[start Source material]

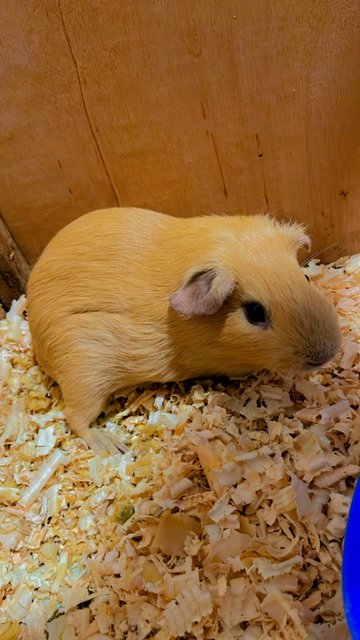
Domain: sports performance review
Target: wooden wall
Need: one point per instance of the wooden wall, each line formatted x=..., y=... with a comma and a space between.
x=185, y=106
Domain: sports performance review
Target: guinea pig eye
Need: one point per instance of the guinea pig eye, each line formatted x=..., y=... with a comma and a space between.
x=255, y=313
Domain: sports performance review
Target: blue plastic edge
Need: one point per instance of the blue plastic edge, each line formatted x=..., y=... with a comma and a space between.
x=351, y=566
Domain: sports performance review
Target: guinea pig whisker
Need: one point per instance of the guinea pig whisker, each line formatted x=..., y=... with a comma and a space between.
x=317, y=254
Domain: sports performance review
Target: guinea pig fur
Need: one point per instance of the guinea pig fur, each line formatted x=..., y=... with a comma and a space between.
x=126, y=296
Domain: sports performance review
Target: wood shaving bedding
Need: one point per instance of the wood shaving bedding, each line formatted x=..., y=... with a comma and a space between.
x=224, y=520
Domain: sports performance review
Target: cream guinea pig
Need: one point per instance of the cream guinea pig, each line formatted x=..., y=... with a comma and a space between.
x=126, y=296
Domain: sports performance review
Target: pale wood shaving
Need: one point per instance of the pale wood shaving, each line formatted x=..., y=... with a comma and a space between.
x=249, y=484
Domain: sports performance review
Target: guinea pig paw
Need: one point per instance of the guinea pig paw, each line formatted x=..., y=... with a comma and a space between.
x=101, y=441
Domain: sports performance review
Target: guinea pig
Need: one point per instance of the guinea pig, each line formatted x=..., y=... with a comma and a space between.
x=126, y=296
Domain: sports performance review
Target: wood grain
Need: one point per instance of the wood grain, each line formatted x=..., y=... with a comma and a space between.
x=181, y=106
x=14, y=269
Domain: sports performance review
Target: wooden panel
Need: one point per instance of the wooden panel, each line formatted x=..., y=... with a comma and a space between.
x=181, y=106
x=14, y=270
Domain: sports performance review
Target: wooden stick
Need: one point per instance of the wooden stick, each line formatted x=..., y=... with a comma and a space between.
x=14, y=269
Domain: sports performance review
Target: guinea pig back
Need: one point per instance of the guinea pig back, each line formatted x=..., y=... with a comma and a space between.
x=126, y=296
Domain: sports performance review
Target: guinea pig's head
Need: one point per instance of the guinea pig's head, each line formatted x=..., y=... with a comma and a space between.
x=263, y=311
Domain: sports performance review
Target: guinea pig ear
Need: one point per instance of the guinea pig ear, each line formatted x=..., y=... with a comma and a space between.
x=203, y=293
x=297, y=235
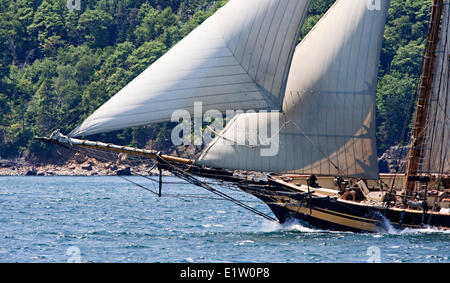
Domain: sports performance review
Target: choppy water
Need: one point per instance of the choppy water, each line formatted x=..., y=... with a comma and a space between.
x=106, y=219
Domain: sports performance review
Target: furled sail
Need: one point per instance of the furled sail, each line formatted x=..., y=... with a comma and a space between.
x=238, y=58
x=328, y=122
x=436, y=155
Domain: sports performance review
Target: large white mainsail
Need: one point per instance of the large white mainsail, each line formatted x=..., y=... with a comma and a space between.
x=238, y=58
x=436, y=152
x=328, y=117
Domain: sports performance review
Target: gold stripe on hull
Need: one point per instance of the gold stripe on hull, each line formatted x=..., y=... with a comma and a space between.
x=335, y=219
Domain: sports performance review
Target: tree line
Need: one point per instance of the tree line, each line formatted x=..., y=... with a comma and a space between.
x=58, y=65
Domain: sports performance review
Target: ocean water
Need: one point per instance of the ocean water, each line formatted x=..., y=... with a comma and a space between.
x=107, y=219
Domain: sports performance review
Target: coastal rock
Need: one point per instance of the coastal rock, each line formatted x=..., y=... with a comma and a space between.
x=31, y=172
x=87, y=167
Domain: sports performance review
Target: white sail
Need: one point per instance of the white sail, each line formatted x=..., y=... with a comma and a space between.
x=436, y=152
x=239, y=58
x=328, y=118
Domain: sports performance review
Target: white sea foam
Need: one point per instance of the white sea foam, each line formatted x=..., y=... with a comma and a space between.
x=291, y=225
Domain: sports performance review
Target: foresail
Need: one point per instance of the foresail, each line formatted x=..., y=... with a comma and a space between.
x=328, y=119
x=436, y=155
x=238, y=58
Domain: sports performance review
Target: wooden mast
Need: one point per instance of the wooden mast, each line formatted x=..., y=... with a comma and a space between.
x=426, y=81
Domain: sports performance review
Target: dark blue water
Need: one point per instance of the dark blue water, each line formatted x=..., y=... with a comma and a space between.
x=106, y=219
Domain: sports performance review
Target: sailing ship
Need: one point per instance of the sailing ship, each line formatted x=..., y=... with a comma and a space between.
x=320, y=92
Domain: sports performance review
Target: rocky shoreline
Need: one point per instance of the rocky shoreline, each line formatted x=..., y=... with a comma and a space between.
x=393, y=160
x=76, y=166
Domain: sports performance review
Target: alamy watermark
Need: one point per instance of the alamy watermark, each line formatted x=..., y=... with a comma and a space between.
x=249, y=129
x=73, y=5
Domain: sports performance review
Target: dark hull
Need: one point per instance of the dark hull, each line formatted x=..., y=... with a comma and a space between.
x=334, y=214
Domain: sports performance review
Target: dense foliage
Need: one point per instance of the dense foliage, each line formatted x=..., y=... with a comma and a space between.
x=58, y=65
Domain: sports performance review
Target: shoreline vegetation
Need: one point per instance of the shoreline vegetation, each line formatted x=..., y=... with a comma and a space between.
x=58, y=65
x=78, y=165
x=392, y=161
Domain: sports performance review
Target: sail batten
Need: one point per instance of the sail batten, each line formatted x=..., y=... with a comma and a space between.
x=234, y=51
x=328, y=118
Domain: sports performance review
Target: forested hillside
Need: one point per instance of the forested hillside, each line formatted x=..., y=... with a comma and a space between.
x=58, y=65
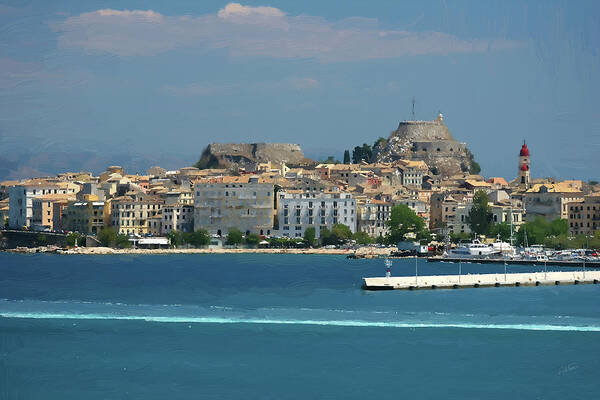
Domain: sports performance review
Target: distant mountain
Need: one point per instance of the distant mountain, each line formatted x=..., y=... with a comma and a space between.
x=19, y=166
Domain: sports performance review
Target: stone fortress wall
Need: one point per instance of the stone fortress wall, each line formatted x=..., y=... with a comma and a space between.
x=428, y=141
x=246, y=154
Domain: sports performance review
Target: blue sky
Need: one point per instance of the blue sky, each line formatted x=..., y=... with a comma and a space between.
x=149, y=78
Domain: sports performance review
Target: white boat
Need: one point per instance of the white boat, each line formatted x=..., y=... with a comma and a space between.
x=475, y=249
x=503, y=248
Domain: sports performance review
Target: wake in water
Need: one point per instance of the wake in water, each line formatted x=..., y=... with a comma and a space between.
x=286, y=316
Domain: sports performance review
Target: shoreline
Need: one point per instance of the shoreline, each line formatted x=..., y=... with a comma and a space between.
x=366, y=252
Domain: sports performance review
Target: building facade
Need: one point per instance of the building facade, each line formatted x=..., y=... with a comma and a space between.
x=584, y=216
x=372, y=217
x=245, y=203
x=297, y=211
x=130, y=214
x=177, y=217
x=88, y=217
x=21, y=200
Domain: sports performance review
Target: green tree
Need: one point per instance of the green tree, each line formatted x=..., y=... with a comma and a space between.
x=252, y=239
x=122, y=241
x=502, y=229
x=480, y=217
x=362, y=238
x=309, y=236
x=107, y=237
x=327, y=238
x=553, y=233
x=330, y=160
x=341, y=231
x=474, y=169
x=559, y=227
x=198, y=238
x=402, y=221
x=176, y=238
x=346, y=157
x=361, y=153
x=234, y=237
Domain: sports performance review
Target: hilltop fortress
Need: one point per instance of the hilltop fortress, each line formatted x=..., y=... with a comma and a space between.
x=247, y=155
x=428, y=141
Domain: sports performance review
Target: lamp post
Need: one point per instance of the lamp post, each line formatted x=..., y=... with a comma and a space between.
x=416, y=268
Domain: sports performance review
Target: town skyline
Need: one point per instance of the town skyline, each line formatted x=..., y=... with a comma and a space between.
x=135, y=88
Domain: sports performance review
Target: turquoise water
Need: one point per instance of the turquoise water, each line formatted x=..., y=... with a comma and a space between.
x=284, y=326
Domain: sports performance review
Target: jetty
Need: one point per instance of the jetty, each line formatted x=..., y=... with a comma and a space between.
x=561, y=263
x=481, y=280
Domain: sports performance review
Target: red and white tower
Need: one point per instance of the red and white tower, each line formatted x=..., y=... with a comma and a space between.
x=524, y=174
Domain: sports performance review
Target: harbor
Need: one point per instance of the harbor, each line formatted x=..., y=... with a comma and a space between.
x=521, y=261
x=481, y=280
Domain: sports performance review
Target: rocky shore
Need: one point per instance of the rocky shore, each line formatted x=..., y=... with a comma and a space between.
x=362, y=252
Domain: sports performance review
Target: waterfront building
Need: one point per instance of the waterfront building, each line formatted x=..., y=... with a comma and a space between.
x=420, y=207
x=177, y=217
x=3, y=212
x=412, y=172
x=372, y=216
x=584, y=215
x=48, y=211
x=550, y=200
x=242, y=202
x=297, y=210
x=87, y=217
x=524, y=176
x=502, y=213
x=130, y=213
x=21, y=198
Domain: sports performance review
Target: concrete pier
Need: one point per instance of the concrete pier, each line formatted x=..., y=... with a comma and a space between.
x=481, y=280
x=564, y=263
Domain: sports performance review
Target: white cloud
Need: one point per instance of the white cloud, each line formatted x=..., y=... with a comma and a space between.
x=255, y=31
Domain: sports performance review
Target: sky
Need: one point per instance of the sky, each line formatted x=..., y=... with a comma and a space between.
x=157, y=81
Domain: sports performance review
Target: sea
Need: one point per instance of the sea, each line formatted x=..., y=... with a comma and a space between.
x=262, y=326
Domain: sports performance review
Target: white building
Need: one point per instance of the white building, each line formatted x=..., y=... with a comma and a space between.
x=242, y=202
x=21, y=200
x=177, y=217
x=299, y=210
x=372, y=217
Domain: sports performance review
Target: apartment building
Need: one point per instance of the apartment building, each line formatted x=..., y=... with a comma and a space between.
x=584, y=216
x=131, y=213
x=88, y=217
x=297, y=210
x=242, y=202
x=48, y=211
x=550, y=201
x=372, y=216
x=177, y=217
x=21, y=199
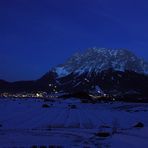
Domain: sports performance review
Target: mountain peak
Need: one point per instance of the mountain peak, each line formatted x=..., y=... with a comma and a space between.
x=100, y=59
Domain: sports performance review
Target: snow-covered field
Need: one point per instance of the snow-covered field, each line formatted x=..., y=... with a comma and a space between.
x=25, y=123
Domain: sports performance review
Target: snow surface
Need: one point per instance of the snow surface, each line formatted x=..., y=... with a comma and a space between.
x=24, y=123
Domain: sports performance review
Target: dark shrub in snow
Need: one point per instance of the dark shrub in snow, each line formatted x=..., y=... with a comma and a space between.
x=139, y=125
x=34, y=146
x=45, y=106
x=103, y=134
x=43, y=146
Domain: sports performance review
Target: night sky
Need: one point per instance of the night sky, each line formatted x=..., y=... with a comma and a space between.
x=36, y=35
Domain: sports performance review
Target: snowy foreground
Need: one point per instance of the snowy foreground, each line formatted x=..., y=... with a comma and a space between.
x=25, y=123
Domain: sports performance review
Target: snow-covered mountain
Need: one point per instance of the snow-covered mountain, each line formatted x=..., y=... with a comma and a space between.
x=100, y=59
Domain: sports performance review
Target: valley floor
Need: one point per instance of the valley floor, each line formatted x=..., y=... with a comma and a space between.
x=25, y=123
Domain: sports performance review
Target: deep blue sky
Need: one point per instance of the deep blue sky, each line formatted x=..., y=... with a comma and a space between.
x=36, y=35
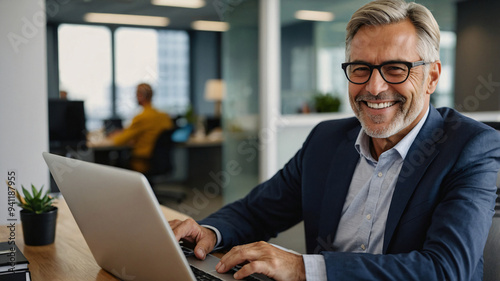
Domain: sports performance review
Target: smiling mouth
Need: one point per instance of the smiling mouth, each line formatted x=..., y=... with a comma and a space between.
x=379, y=105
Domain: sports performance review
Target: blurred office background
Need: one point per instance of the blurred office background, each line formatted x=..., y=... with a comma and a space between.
x=279, y=61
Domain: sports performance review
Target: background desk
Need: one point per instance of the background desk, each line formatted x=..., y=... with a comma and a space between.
x=69, y=258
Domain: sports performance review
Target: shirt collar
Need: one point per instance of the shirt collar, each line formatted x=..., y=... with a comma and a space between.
x=362, y=144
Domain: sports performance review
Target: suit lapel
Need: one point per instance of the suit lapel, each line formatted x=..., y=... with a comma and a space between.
x=418, y=159
x=337, y=184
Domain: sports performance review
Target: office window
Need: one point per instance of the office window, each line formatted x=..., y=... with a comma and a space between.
x=85, y=69
x=160, y=58
x=136, y=54
x=157, y=57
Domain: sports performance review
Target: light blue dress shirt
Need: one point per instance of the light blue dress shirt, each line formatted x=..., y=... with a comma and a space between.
x=364, y=215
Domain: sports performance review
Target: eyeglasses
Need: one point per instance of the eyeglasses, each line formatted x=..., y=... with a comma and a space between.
x=393, y=72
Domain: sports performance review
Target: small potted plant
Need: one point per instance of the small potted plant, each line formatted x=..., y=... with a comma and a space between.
x=326, y=103
x=38, y=216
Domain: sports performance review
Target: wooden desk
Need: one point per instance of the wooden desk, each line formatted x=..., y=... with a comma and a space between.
x=69, y=258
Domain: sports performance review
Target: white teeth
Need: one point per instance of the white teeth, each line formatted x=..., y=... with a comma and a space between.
x=380, y=105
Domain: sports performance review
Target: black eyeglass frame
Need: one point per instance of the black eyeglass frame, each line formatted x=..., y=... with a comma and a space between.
x=410, y=65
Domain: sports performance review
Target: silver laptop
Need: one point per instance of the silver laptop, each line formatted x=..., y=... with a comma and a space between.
x=122, y=223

[end Source material]

| Exercise aim |
Which lines above contain the word "alamy"? Pick out each one and copy it in full.

| Written solution |
Target: alamy watermark
Need: one point per instance of the alamy watermark, each line formatted x=..., y=... with a comma and a space between.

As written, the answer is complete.